**ACTION ITEM:**
Return the records exactly, from the first line through the "pick out the microphone, placing" line.

**DATASET RECORDS:**

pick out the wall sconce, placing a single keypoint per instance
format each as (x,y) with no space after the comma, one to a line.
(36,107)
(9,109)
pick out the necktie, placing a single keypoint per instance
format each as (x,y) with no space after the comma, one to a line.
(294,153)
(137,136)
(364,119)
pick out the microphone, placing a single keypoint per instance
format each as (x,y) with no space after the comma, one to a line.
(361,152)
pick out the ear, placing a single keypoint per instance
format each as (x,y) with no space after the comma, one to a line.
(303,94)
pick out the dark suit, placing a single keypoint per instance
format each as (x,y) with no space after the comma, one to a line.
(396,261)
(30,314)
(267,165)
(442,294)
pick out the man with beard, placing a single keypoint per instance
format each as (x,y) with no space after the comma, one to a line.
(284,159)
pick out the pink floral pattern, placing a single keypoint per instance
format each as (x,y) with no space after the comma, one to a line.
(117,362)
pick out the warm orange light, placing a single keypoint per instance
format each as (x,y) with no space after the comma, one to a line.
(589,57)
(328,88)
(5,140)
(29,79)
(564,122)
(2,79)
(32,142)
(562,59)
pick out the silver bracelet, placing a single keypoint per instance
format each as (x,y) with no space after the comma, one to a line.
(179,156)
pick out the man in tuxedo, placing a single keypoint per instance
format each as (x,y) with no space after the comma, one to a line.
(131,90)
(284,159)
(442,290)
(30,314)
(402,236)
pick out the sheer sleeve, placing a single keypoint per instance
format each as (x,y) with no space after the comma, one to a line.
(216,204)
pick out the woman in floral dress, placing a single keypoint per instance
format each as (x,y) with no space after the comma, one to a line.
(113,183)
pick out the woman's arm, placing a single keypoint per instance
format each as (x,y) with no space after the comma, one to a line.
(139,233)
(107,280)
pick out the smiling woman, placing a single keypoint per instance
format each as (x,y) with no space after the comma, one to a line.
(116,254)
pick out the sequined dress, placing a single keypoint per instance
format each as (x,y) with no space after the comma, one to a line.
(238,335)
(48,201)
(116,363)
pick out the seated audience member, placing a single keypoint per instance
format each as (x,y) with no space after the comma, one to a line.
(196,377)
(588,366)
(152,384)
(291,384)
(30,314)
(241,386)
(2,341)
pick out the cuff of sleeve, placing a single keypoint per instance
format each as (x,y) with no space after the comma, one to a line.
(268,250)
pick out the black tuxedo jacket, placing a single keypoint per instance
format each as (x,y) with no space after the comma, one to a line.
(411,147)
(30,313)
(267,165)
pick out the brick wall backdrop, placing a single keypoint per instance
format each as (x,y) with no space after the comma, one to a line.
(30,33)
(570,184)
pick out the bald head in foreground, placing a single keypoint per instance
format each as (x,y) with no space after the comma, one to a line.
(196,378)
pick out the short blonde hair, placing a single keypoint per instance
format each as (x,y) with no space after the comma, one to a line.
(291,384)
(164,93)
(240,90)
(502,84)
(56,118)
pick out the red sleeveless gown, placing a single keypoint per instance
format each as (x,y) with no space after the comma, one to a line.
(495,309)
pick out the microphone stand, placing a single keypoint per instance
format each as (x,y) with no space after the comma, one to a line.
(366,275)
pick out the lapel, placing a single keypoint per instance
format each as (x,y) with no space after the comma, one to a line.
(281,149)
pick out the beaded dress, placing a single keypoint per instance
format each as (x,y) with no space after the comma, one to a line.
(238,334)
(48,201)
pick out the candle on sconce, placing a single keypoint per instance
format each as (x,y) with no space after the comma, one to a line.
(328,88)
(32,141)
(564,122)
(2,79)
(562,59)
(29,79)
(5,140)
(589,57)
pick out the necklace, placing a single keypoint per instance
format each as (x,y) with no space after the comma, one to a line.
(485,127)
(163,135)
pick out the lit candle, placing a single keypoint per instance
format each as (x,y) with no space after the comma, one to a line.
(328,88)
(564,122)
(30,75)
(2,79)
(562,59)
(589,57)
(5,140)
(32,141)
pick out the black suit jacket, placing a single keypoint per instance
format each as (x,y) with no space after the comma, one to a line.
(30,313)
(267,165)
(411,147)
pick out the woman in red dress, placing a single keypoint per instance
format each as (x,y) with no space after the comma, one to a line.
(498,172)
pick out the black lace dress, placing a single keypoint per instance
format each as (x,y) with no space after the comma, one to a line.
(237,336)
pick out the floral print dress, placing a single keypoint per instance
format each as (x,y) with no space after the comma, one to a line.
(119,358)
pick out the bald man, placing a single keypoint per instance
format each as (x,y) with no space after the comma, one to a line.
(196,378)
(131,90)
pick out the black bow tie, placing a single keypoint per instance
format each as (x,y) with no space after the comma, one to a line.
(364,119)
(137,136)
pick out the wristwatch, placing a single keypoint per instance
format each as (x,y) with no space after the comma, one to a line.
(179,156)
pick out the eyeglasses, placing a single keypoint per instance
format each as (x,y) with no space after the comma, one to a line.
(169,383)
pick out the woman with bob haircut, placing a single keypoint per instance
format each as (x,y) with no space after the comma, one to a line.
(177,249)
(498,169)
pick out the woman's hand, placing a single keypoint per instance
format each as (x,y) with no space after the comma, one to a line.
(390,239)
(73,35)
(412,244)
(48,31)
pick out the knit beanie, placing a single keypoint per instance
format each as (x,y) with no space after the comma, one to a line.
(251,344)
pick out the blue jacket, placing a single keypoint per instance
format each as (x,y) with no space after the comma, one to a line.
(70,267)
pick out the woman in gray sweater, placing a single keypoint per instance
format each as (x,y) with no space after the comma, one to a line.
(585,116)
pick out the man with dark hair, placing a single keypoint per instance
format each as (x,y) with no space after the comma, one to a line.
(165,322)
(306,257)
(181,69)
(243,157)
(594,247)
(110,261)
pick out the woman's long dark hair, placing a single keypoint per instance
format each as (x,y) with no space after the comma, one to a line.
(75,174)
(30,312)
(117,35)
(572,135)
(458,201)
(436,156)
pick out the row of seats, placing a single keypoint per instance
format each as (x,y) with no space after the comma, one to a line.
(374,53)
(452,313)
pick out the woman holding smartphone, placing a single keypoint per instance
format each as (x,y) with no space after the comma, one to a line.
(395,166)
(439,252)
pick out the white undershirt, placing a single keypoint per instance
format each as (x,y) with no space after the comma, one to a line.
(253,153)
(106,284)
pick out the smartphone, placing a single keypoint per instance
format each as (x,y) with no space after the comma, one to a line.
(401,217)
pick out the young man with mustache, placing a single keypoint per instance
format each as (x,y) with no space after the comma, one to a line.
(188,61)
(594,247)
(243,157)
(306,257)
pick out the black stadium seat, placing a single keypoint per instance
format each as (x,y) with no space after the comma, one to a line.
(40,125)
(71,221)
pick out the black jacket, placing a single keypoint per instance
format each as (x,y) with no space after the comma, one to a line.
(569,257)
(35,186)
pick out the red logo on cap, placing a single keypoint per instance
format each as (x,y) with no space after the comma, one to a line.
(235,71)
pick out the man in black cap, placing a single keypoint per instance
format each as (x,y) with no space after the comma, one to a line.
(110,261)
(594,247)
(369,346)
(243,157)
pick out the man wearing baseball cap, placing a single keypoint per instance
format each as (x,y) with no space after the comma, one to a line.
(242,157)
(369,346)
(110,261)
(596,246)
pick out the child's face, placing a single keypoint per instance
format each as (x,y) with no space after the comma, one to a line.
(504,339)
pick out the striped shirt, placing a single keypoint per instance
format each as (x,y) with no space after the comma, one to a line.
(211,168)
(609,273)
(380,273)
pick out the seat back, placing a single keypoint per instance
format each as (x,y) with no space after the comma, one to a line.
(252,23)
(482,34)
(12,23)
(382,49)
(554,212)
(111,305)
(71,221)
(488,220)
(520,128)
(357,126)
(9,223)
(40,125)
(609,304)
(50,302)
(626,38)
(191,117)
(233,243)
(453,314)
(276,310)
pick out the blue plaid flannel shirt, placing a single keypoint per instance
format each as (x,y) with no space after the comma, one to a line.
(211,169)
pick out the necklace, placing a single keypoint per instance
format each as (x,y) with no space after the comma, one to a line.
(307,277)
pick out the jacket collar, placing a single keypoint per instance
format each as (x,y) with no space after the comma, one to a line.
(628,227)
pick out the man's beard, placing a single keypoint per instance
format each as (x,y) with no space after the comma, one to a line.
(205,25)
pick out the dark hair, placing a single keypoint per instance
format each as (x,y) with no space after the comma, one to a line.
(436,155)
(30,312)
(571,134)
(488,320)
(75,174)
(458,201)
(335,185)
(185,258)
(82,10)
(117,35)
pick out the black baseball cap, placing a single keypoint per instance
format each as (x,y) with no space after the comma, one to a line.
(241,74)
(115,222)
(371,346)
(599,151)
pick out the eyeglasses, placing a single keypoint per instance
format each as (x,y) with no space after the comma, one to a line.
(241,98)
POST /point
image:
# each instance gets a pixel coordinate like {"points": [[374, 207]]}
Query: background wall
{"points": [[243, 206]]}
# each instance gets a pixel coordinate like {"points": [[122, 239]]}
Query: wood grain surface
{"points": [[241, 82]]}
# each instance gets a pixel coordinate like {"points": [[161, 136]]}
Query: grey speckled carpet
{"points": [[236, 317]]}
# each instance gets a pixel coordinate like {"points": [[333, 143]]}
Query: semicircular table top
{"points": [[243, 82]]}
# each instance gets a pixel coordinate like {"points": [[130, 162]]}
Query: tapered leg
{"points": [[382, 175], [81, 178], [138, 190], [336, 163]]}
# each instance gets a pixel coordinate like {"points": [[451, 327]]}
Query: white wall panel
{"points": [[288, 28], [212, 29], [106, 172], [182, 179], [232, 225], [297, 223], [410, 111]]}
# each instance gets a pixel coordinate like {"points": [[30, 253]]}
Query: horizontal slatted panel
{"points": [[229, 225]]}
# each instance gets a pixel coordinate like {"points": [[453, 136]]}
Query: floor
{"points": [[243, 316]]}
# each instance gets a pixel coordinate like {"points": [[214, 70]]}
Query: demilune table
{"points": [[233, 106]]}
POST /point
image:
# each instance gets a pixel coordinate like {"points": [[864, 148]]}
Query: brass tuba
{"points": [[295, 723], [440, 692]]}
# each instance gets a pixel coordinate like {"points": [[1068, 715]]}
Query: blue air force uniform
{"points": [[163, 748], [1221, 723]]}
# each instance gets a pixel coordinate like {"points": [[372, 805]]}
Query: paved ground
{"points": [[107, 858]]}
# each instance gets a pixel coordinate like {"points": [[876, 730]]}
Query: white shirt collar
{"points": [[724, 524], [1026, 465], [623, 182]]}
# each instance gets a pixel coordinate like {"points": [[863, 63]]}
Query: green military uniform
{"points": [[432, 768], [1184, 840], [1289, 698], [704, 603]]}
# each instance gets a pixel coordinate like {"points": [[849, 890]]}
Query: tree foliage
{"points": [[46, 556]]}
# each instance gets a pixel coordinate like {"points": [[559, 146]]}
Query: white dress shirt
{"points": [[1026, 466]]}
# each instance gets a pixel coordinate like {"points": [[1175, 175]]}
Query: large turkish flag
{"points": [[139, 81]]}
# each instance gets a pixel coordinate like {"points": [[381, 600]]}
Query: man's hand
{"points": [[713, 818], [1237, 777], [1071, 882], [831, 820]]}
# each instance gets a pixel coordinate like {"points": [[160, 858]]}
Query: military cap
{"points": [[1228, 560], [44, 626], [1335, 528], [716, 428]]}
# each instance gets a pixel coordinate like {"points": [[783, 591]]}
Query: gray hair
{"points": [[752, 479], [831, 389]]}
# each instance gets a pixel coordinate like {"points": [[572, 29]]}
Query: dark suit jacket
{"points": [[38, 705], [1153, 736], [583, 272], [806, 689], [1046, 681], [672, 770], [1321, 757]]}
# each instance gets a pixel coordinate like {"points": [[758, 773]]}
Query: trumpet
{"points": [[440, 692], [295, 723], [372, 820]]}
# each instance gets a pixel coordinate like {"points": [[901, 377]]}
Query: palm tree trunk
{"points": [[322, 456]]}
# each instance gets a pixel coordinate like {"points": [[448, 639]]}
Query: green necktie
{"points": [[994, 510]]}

**THE ANSWER:**
pick out the wall sconce, placing a single keypoint per instance
format each as (x,y) with no space after the comma, one to a line.
(36,107)
(9,109)
pick out the necktie, placing a single keypoint per instance
format each as (x,y) with no space after the comma, one to a line.
(294,153)
(137,136)
(364,119)
pick out the microphone, placing a single keypoint per instance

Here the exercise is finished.